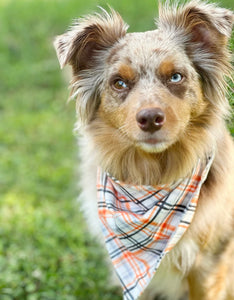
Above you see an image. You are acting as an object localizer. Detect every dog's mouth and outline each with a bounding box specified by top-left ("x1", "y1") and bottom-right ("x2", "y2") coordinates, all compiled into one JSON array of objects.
[
  {"x1": 136, "y1": 137, "x2": 171, "y2": 153},
  {"x1": 117, "y1": 126, "x2": 174, "y2": 154},
  {"x1": 141, "y1": 138, "x2": 161, "y2": 144}
]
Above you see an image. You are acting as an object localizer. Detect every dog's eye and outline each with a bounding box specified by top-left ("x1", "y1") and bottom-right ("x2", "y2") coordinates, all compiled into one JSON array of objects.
[
  {"x1": 169, "y1": 73, "x2": 183, "y2": 83},
  {"x1": 113, "y1": 79, "x2": 128, "y2": 91}
]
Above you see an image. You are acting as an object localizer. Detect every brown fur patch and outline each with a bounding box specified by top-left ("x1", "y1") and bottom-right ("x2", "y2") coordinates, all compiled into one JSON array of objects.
[
  {"x1": 159, "y1": 59, "x2": 175, "y2": 76},
  {"x1": 158, "y1": 59, "x2": 189, "y2": 98},
  {"x1": 167, "y1": 81, "x2": 187, "y2": 99},
  {"x1": 118, "y1": 64, "x2": 136, "y2": 81}
]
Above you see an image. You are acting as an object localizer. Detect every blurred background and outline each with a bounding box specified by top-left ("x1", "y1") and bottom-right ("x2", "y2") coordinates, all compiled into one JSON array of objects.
[{"x1": 0, "y1": 0, "x2": 233, "y2": 299}]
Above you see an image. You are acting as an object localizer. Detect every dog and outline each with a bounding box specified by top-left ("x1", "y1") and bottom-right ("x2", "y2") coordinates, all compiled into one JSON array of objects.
[{"x1": 54, "y1": 1, "x2": 234, "y2": 299}]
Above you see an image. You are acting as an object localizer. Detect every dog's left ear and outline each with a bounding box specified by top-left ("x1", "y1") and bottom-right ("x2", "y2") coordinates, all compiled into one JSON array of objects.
[{"x1": 158, "y1": 1, "x2": 233, "y2": 52}]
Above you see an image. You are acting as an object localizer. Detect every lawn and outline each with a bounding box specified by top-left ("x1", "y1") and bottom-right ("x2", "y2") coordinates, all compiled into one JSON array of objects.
[{"x1": 0, "y1": 0, "x2": 233, "y2": 299}]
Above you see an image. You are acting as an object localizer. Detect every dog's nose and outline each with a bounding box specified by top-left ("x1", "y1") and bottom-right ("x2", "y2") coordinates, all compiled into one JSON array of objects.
[{"x1": 136, "y1": 108, "x2": 165, "y2": 133}]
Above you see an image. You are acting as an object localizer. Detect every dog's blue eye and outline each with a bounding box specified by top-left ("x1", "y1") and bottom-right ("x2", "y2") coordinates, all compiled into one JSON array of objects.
[
  {"x1": 113, "y1": 79, "x2": 128, "y2": 91},
  {"x1": 170, "y1": 73, "x2": 183, "y2": 83}
]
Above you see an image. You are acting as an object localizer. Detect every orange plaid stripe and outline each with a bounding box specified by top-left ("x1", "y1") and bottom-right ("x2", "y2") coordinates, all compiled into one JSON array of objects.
[{"x1": 97, "y1": 154, "x2": 214, "y2": 300}]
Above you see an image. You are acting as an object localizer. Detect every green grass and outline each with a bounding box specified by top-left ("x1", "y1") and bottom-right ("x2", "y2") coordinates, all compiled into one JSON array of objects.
[{"x1": 0, "y1": 0, "x2": 233, "y2": 299}]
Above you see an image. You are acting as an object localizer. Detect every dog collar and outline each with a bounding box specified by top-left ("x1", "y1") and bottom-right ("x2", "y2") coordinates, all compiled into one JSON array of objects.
[{"x1": 97, "y1": 154, "x2": 214, "y2": 300}]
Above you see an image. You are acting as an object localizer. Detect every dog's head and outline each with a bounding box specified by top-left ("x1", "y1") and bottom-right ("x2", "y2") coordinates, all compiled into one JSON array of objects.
[{"x1": 54, "y1": 1, "x2": 233, "y2": 184}]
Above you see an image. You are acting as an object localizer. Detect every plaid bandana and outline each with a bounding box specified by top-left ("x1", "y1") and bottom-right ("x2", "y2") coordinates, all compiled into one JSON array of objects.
[{"x1": 97, "y1": 155, "x2": 214, "y2": 300}]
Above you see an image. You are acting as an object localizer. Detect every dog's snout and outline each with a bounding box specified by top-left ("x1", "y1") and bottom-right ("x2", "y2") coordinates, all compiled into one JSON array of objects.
[{"x1": 136, "y1": 108, "x2": 165, "y2": 133}]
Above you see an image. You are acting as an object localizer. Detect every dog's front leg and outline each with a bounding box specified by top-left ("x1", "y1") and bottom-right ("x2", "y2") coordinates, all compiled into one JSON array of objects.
[{"x1": 188, "y1": 266, "x2": 228, "y2": 300}]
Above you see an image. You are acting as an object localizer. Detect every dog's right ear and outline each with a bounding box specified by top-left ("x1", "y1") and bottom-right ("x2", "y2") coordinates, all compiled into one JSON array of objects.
[{"x1": 53, "y1": 9, "x2": 128, "y2": 72}]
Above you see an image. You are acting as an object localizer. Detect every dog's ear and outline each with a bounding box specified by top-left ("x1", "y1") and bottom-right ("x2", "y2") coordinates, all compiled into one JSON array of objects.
[
  {"x1": 54, "y1": 9, "x2": 128, "y2": 126},
  {"x1": 54, "y1": 8, "x2": 128, "y2": 72},
  {"x1": 158, "y1": 1, "x2": 233, "y2": 51}
]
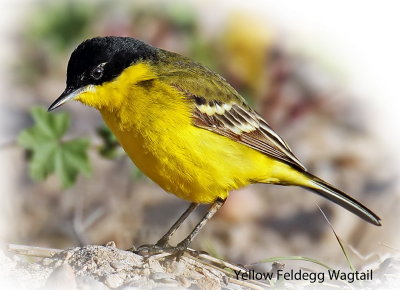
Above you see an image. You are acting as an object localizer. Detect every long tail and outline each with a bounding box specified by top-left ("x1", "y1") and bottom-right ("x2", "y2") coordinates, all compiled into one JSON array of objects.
[{"x1": 302, "y1": 172, "x2": 381, "y2": 226}]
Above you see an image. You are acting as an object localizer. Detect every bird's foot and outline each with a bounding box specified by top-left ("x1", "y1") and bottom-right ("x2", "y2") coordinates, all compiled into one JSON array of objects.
[
  {"x1": 131, "y1": 240, "x2": 200, "y2": 261},
  {"x1": 164, "y1": 242, "x2": 188, "y2": 261},
  {"x1": 162, "y1": 239, "x2": 201, "y2": 261},
  {"x1": 130, "y1": 243, "x2": 168, "y2": 256}
]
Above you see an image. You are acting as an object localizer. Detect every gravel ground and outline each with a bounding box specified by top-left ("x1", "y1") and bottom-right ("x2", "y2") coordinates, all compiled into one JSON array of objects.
[
  {"x1": 1, "y1": 243, "x2": 400, "y2": 290},
  {"x1": 1, "y1": 244, "x2": 262, "y2": 290}
]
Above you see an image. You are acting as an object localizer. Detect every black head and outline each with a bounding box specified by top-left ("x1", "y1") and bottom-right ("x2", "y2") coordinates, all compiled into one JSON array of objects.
[{"x1": 48, "y1": 36, "x2": 157, "y2": 111}]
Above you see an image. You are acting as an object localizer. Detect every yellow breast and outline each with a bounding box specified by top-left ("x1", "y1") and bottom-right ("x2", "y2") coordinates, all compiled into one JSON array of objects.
[{"x1": 99, "y1": 86, "x2": 260, "y2": 202}]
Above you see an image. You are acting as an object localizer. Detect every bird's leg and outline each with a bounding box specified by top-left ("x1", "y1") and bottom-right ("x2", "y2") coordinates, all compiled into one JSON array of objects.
[
  {"x1": 134, "y1": 202, "x2": 198, "y2": 255},
  {"x1": 170, "y1": 198, "x2": 225, "y2": 259},
  {"x1": 155, "y1": 202, "x2": 199, "y2": 247}
]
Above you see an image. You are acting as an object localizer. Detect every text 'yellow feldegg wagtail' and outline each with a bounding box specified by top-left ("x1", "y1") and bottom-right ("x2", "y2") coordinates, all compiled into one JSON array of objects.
[{"x1": 49, "y1": 36, "x2": 380, "y2": 255}]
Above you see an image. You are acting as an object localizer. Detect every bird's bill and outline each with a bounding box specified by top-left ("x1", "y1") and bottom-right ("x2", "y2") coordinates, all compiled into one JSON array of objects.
[{"x1": 48, "y1": 86, "x2": 86, "y2": 111}]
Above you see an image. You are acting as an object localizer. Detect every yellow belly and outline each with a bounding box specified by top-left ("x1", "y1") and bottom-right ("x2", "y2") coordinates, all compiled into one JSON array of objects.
[
  {"x1": 101, "y1": 107, "x2": 293, "y2": 203},
  {"x1": 101, "y1": 110, "x2": 311, "y2": 203}
]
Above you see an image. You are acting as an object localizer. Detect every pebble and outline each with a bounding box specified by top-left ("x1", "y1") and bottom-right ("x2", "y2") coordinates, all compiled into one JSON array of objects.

---

Transcribe the line that contains "every bird's leg" exactly, then each line after it through the end of the material. Nothing else belongs in the output.

Above you see an image. You are acting as an object localizer. Detect every bird's leg and outline each with a bounding box specified by top-left ("x1", "y1") and bottom-right ("x2", "y2") coordinates, all compiled into one JSON array of objects.
[
  {"x1": 134, "y1": 202, "x2": 198, "y2": 255},
  {"x1": 170, "y1": 198, "x2": 225, "y2": 259},
  {"x1": 155, "y1": 202, "x2": 199, "y2": 247}
]
Above you see an image. You are acting as an object localizer. Detect every text 'yellow feldegg wagtail' and outline each with a bounding box specified by top-left ("x1", "y1") and bottom-right ("x2", "y2") coordinates, all compiled into one JSON array of objects.
[{"x1": 49, "y1": 36, "x2": 380, "y2": 255}]
Above you see an image. You are acting as an object localizer. Detect every bird's bill and outline each with a bounding box specified by top-left ("x1", "y1") and bottom-right ("x2", "y2") coordinates, all compiled into one JSON array of objects.
[{"x1": 48, "y1": 86, "x2": 86, "y2": 111}]
Above you see an image. You are acting as an object localizer. Detect every yellow belly and outline each with a bounding box specified by top-left ("x1", "y1") and bottom-right ("x2", "y2") coordinates, all compiled into one JSON array of objects.
[
  {"x1": 101, "y1": 107, "x2": 293, "y2": 203},
  {"x1": 101, "y1": 110, "x2": 311, "y2": 203}
]
Above you see an image. You are acting as an object localizer. Detect every pebble and outline each with a bounding box specified by top-left ("x1", "y1") and bottom-right ("x2", "y2") coordinates, all compiled into one JSON array of objects.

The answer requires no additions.